### DATASET EXCERPTS

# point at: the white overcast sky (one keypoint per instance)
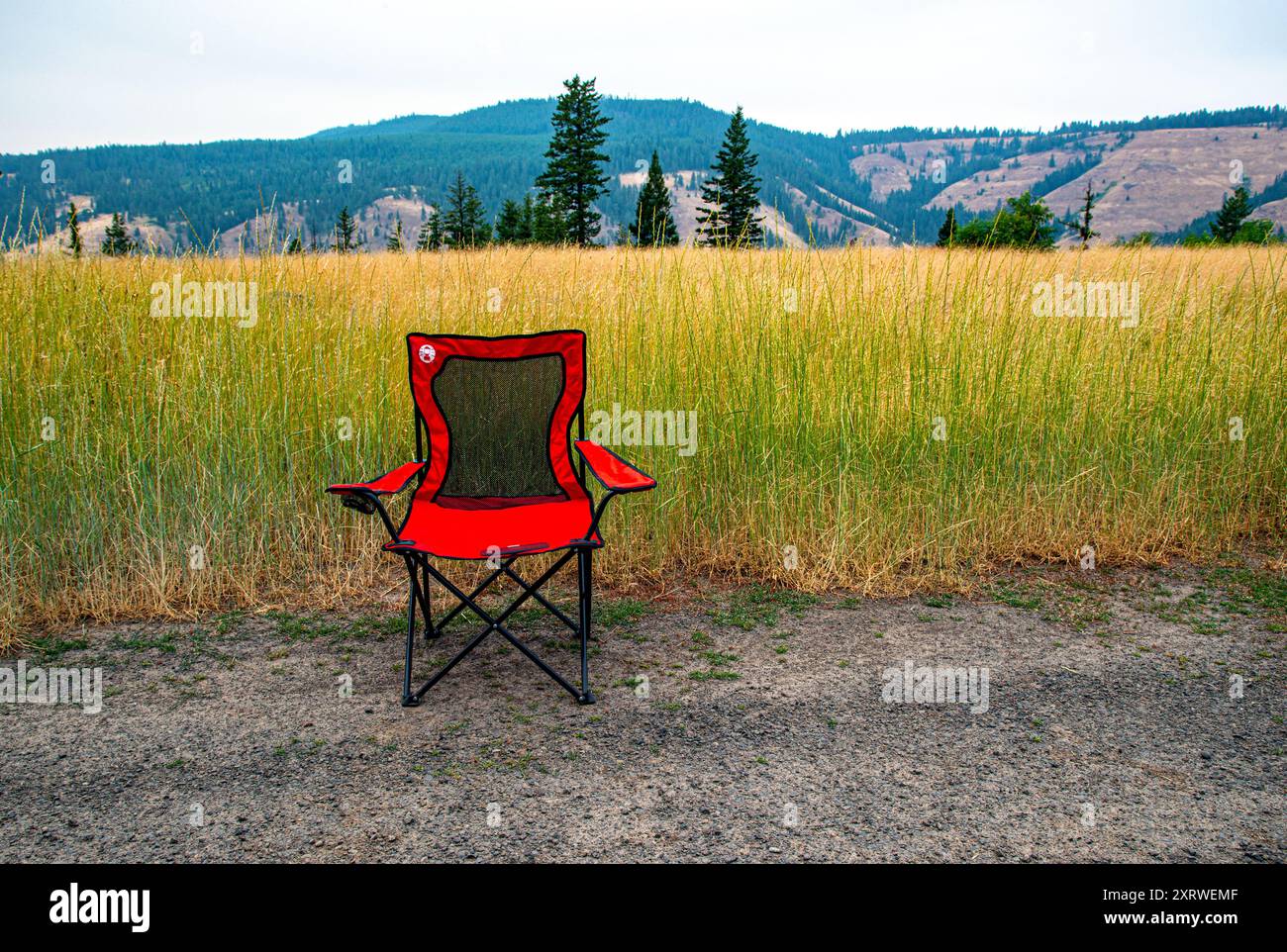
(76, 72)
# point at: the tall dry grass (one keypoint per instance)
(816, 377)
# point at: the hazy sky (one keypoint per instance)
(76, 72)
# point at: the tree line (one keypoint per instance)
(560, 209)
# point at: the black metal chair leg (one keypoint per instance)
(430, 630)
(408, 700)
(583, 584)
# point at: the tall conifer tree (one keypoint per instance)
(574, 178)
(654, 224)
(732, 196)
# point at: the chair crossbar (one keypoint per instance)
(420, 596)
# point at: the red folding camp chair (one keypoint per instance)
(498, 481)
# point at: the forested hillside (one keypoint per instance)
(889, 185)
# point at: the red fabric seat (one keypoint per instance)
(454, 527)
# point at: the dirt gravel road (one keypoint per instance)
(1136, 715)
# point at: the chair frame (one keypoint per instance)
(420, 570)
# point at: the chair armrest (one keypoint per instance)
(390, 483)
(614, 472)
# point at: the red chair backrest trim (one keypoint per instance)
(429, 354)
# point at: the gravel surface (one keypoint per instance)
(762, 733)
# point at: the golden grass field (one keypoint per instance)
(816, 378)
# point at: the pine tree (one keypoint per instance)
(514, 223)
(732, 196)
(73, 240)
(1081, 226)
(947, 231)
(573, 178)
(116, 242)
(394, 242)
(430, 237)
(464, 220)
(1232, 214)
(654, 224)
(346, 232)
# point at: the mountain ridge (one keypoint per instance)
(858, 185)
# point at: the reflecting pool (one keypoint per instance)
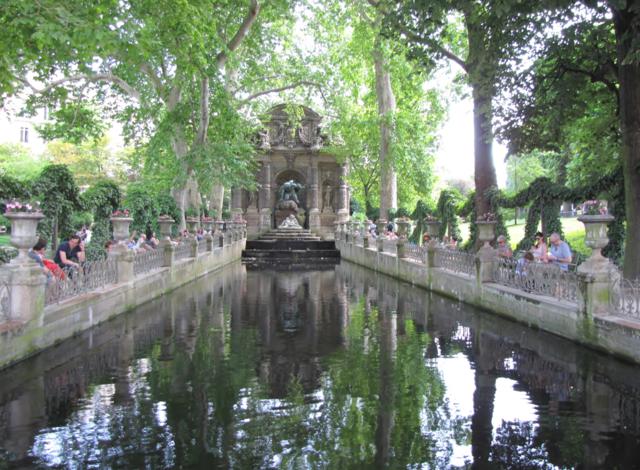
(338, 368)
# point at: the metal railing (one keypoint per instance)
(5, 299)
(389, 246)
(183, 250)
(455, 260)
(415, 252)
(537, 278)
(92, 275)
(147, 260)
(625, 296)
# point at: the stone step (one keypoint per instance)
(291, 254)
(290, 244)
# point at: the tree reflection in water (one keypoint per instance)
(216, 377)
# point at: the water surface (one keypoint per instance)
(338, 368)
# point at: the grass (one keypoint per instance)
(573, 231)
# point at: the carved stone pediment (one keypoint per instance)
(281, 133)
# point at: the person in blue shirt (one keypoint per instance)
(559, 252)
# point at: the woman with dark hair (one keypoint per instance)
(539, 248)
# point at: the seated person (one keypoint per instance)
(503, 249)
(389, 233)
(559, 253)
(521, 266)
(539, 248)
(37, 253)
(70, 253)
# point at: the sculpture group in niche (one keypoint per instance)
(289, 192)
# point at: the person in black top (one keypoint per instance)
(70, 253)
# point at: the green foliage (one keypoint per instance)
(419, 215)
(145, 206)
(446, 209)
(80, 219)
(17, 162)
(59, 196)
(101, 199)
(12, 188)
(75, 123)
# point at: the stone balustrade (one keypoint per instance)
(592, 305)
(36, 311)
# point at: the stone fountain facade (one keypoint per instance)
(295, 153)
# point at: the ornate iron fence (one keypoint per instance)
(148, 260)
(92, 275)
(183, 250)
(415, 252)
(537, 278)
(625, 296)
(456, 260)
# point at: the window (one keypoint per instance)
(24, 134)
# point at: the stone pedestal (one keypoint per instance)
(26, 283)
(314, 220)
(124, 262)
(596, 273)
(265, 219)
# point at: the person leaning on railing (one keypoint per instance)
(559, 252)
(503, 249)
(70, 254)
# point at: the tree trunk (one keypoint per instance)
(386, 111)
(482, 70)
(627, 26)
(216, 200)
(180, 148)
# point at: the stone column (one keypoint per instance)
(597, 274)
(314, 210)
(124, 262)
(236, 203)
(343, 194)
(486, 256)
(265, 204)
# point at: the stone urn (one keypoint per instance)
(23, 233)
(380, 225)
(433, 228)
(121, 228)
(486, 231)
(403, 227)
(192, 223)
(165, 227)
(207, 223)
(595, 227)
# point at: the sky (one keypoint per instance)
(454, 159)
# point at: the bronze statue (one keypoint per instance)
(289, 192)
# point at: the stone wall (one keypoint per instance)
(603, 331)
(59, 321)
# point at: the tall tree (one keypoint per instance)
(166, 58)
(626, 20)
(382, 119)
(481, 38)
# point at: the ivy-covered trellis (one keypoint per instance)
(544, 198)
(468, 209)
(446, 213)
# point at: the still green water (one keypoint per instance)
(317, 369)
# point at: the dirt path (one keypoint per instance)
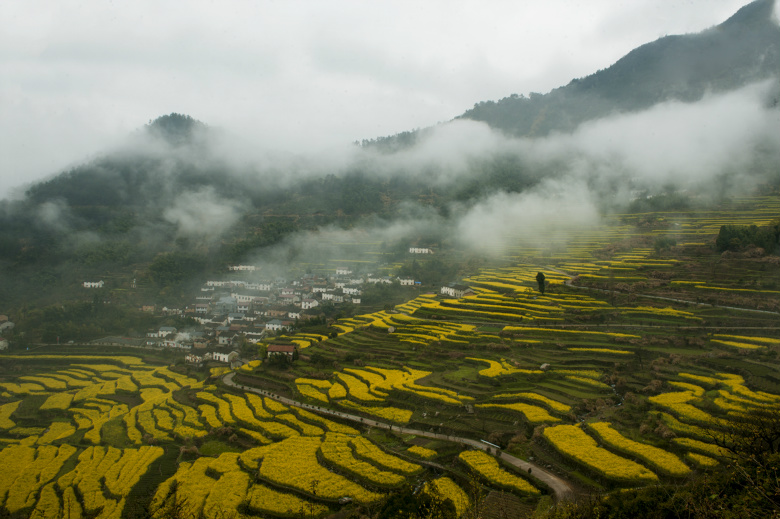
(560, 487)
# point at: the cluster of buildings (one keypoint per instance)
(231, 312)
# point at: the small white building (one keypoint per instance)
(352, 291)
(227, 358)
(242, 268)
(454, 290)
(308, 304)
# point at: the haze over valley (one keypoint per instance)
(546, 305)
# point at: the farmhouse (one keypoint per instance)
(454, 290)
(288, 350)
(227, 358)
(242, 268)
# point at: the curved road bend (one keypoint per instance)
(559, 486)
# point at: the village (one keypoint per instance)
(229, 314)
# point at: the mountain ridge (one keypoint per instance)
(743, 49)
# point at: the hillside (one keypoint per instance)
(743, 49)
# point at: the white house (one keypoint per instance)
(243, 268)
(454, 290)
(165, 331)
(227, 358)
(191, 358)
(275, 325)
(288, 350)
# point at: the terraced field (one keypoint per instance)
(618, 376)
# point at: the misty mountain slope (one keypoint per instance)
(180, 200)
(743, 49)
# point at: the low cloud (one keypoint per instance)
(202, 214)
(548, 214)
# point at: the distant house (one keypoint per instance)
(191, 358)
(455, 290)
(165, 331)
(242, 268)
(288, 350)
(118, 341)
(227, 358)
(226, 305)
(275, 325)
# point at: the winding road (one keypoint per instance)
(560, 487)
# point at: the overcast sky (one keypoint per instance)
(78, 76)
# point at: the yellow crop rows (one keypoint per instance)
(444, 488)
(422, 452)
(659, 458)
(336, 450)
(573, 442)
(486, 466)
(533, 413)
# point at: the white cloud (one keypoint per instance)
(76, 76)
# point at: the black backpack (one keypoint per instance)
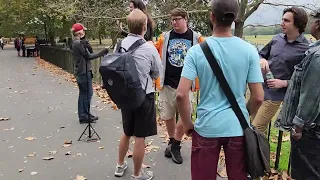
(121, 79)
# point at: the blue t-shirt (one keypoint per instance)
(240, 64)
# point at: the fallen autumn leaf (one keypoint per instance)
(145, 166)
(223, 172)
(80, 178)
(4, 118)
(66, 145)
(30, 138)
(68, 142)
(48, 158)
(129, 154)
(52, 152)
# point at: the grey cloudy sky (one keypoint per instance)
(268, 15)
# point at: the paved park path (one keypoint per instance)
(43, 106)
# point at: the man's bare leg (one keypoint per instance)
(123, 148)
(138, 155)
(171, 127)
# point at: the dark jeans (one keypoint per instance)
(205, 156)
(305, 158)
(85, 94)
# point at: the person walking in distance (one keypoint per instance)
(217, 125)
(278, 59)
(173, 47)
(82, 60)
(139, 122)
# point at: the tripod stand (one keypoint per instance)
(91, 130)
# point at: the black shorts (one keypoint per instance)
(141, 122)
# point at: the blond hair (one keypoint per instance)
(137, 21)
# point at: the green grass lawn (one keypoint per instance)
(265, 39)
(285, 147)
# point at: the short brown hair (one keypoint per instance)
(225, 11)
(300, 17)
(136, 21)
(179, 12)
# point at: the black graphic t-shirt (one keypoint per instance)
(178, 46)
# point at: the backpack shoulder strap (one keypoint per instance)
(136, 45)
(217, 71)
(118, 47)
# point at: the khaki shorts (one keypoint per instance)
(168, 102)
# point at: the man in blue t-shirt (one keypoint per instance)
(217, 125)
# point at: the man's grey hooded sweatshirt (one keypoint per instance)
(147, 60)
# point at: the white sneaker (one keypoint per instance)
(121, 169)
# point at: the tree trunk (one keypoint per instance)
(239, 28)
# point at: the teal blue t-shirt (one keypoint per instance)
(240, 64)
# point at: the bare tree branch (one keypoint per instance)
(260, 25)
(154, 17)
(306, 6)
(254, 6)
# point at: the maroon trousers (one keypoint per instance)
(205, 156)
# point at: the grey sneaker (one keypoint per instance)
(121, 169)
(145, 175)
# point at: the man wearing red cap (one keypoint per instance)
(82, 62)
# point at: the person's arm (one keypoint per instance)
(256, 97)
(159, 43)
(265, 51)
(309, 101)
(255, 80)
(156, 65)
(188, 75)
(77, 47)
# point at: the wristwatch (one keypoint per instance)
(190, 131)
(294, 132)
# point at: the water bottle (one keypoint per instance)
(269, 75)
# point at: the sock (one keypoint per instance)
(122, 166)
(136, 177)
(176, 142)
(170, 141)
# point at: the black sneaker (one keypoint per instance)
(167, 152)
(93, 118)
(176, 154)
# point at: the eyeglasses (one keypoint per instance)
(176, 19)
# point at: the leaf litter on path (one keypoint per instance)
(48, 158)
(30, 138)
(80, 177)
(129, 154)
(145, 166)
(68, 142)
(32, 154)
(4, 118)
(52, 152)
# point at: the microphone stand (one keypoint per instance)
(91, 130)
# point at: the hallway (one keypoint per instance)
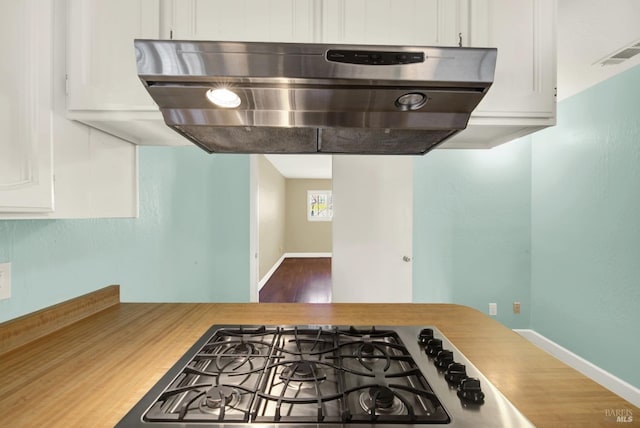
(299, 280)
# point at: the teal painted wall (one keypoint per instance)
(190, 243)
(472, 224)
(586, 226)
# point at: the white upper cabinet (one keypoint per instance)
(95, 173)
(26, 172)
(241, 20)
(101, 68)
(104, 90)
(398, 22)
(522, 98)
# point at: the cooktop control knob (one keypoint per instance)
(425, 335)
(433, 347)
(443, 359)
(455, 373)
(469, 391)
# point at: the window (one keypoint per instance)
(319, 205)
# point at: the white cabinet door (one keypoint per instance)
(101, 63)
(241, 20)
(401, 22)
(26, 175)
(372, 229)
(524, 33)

######

Copy the records from the line with "# point at: the microphone" through the end of the records, requests included, with each point coordinate multiplied by 2.35 and rounded to a whole number, halves rounded up. Leave out the pictures.

§ **OUTPUT FOR THIS EXERCISE**
# point at: the microphone stand (one keypoint per instance)
(214, 306)
# point at: the hallway (one keypoint per instance)
(703, 658)
# point at: the teal painted wall (one keypoint per instance)
(447, 571)
(1109, 526)
(1377, 531)
# point at: the white upper cabinet (one keypoint per instance)
(223, 407)
(61, 404)
(566, 47)
(237, 160)
(244, 212)
(935, 52)
(1227, 230)
# point at: the cooktop control knob (one keypoint per instance)
(999, 787)
(1018, 815)
(1041, 844)
(1069, 877)
(1102, 919)
# point at: the window (one keypoint per instance)
(750, 482)
# point at: the white cabinet door (one keypoint per instance)
(237, 148)
(566, 47)
(942, 52)
(61, 411)
(874, 538)
(1231, 78)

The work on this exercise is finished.